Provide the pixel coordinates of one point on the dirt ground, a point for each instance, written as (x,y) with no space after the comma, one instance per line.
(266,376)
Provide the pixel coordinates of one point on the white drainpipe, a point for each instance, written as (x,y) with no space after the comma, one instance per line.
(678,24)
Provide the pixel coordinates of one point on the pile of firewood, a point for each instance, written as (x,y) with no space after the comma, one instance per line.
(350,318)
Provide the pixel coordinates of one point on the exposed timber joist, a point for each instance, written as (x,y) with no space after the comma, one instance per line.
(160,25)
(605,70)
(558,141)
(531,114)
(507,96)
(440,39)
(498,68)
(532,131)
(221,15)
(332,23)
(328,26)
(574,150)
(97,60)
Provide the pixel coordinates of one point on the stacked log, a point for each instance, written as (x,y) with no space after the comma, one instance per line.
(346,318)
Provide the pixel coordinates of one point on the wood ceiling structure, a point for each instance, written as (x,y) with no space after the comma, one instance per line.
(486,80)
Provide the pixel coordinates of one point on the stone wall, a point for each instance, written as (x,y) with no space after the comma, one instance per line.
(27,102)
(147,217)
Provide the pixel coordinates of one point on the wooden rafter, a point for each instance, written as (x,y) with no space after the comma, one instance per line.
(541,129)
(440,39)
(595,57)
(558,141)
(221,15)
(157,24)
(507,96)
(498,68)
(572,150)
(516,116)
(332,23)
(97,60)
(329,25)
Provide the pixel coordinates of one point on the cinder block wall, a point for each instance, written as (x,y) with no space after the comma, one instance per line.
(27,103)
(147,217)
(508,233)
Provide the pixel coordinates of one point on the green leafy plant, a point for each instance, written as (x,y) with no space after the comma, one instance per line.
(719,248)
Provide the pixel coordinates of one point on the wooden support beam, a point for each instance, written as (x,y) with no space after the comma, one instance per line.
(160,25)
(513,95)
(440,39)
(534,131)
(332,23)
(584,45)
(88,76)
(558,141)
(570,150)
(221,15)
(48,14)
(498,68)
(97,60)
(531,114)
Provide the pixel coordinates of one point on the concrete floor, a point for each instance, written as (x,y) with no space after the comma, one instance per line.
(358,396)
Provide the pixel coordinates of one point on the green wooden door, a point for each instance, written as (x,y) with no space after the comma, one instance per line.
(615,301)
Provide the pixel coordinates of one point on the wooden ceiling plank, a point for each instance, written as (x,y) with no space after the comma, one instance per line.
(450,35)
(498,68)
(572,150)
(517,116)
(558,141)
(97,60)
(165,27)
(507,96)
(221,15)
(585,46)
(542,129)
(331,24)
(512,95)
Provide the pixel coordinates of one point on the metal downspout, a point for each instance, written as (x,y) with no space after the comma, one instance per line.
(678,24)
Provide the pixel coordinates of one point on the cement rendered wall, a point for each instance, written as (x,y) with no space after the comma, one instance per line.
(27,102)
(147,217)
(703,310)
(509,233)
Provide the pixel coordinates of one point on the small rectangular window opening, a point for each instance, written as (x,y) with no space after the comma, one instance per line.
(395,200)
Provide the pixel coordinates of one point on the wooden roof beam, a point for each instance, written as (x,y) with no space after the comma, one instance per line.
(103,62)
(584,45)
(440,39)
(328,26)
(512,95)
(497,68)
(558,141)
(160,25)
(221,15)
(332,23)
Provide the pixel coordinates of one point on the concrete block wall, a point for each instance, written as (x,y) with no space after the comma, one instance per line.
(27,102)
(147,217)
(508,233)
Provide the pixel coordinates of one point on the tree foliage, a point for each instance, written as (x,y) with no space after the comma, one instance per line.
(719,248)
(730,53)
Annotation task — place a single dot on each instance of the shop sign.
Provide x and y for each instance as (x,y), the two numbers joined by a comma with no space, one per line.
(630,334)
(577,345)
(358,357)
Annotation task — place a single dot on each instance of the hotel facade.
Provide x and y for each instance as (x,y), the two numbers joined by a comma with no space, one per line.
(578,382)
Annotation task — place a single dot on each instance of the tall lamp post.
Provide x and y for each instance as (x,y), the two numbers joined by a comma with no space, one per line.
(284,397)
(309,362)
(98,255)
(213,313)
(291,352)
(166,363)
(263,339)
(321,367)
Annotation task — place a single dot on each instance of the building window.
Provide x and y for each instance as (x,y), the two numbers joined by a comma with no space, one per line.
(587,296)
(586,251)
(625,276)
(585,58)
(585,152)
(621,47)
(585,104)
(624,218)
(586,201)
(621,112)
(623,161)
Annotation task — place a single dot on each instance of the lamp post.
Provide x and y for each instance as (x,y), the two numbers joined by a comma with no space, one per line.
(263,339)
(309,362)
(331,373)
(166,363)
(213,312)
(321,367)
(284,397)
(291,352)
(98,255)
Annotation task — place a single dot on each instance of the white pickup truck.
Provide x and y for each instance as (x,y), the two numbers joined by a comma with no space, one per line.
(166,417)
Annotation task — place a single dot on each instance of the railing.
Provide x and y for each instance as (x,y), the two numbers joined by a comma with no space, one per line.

* _EXERCISE BRIEF_: Copy the records exactly, keeping every word in place.

* _RESPONSE TO THE EXERCISE_:
Provide the pixel coordinates of one point on the dirt ground, a point for each instance, written as (x,y) with no space after the comma, one instance per line.
(266,376)
Provide the pixel coordinates of one point on the white drainpipe, a point for each instance, written as (x,y) with no space after the comma, one instance per line.
(678,24)
Provide the pixel coordinates of one point on the pile of firewood, a point for each instance, written as (x,y) with no space after the comma, one instance per line.
(350,318)
Provide the pixel coordinates of one point on the exposed timber joist, a point for each instance, written as (x,y) with no space after the comma, one instance per line.
(160,25)
(605,70)
(558,141)
(531,114)
(507,96)
(440,39)
(498,68)
(532,131)
(221,15)
(332,23)
(328,26)
(574,150)
(97,60)
Provide the pixel coordinates of one point on the stacked log, a point for each instance, written as (x,y) with no space after the comma, one instance per line.
(346,318)
Provide the pixel coordinates of one point on the wood ceiling structure, a point for each instance, written as (x,y) with no space after the comma, one instance per line.
(486,80)
Provide the pixel coordinates of one point on the stone wall, a point for each instance, written as (x,y) with no space after the comma, one instance per line.
(27,102)
(147,217)
Provide the pixel coordinates of one point on the wooden rafter, a point for each instance, written as (x,y) with no space after the comma, one instance per line.
(541,129)
(440,39)
(595,57)
(558,141)
(221,15)
(157,24)
(507,96)
(498,68)
(572,150)
(516,116)
(332,23)
(97,60)
(329,25)
Provide the pixel coordinates of one point on the cinder block wall, a point for each instance, written as (x,y) with no space after the comma, one instance per line.
(27,103)
(147,217)
(508,233)
Provide the pixel coordinates of one point on the green leafy plant, a point for each instance, written as (x,y) with no space after the comma, one instance per line.
(719,248)
Provide the pixel coordinates of one point on the wooden support beam, a point for each instance, written as (x,y) with no space after the comma, one instance per line.
(160,25)
(513,95)
(440,39)
(534,131)
(332,23)
(584,45)
(88,76)
(558,141)
(570,150)
(221,15)
(48,14)
(498,68)
(97,60)
(531,114)
Provide the pixel coordinates of one point on the concrete floor, a point for each instance, written as (x,y) with no space after the comma, one instance per line.
(358,396)
Provide the pixel coordinates of one point on the green wooden door, a point for each instance, written as (x,y) with no space after the comma, one instance per line.
(615,301)
Provide the pixel coordinates of one point on the wooden ceiling plank, a point for each instance, written as (x,y) with no space after the comma, one instance per line.
(450,35)
(498,68)
(572,150)
(517,116)
(558,141)
(97,60)
(165,27)
(507,96)
(221,15)
(585,46)
(542,129)
(331,24)
(512,95)
Provide the pixel coordinates of one point on the metal downspout, a point for each instance, written as (x,y) with no space after the comma, one instance per line.
(678,24)
Provide the pixel coordinates of one point on the cement rendered wall, a point for each instance, written as (x,y) with no space after the comma, one instance per line.
(27,102)
(147,217)
(703,310)
(509,233)
Provide the pixel coordinates of one point on the small rectangular window opening, a point for each instance, written as (x,y) with no space after the comma, one instance per line.
(395,200)
Provide the pixel coordinates of one point on the wooden roof beam, a point for each instance, written as (x,y) with no space after the comma, one instance per line.
(103,62)
(584,45)
(440,39)
(328,26)
(512,95)
(497,68)
(558,141)
(160,25)
(221,15)
(332,23)
Provide the pixel coordinates of one point on the concrete block wall, a point for each instance, written as (x,y) with no space after the comma, one instance per line.
(27,102)
(147,217)
(508,233)
Provide the pixel coordinates of one point on the tree foliage, a point for each instance, written as (x,y) with no space after the comma, one instance per line.
(719,248)
(730,53)
Annotation task — place a single dot on each instance of the shop sign.
Provide x and y for each instance as (x,y), the two numbers joined by a comma with no space, one per line.
(630,334)
(577,345)
(358,357)
Annotation task — place a single dot on each instance of the hotel facade.
Provide x and y for each instance as (x,y), the two numbers joined by a comma with no space, one per line.
(578,382)
Annotation task — place a single dot on each instance of the tall lamp post.
Provide x and y for each instance as (x,y), the two numbers joined by a comma with no space, one per line.
(284,397)
(309,362)
(98,255)
(213,313)
(291,352)
(166,363)
(263,339)
(321,367)
Annotation task — place a single dot on each instance of the building window.
Provide x and y for each instance as (x,y), the two numbers joined by a comma with no space, one per line.
(587,296)
(586,251)
(625,276)
(585,58)
(585,152)
(621,47)
(585,104)
(624,218)
(586,201)
(621,112)
(623,161)
Annotation task — place a single dot on each instance of the lamp post.
Provide x and y for each instance as (x,y), the two numbers joined by a comma with no space, one per line.
(263,339)
(309,362)
(331,373)
(166,363)
(213,312)
(321,367)
(284,397)
(291,352)
(98,255)
Annotation task — place a single dot on each instance of the white pickup truck.
Provide x and y for each instance as (x,y), the two numbers joined by a comma with no space, one per line.
(166,417)
Annotation task — place a single dot on each instance of the railing.
Provide x and y for each instance as (x,y), the two numbers joined by a comma with no space, one per line.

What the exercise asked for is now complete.